Instructions to follow:
Starting at the first line of the data below, repeat each line word for word up to and including the line with "Examine the picture below.".
====== Entries shown ======
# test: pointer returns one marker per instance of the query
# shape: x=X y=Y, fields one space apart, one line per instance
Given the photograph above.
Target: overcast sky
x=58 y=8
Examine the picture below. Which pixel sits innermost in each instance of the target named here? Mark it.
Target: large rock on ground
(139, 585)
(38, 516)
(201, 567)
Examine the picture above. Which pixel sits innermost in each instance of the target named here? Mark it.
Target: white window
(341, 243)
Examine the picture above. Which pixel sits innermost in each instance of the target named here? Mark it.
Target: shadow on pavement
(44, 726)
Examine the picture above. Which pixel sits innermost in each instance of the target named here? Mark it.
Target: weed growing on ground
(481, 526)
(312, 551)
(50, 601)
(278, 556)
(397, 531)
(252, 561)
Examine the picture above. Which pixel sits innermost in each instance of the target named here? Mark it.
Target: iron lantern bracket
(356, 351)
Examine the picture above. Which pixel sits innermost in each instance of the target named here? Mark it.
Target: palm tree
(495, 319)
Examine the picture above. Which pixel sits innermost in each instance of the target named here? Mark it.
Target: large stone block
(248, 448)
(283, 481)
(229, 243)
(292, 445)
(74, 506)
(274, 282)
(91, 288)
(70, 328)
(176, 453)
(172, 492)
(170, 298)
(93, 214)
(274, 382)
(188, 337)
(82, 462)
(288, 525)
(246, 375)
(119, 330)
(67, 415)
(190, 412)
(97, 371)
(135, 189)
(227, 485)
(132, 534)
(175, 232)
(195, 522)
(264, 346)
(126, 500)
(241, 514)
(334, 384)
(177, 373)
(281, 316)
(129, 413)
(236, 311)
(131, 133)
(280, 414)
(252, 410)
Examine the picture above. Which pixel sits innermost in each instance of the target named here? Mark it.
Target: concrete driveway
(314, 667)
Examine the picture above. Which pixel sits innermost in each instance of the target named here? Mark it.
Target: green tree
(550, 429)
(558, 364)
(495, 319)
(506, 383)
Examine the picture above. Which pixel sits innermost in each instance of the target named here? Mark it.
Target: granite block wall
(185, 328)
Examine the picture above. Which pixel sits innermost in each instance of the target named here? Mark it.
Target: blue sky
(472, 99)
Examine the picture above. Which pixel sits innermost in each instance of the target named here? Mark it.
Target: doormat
======
Completed exercise:
# test: pointer returns one marker per instance of the query
# shape: x=X y=Y, fields one space apart, one line per instance
Given the photograph above.
Target: overcast sky
x=58 y=8
Examine the picture below. Which pixel sits innermost in each instance of the target named here? Mark it.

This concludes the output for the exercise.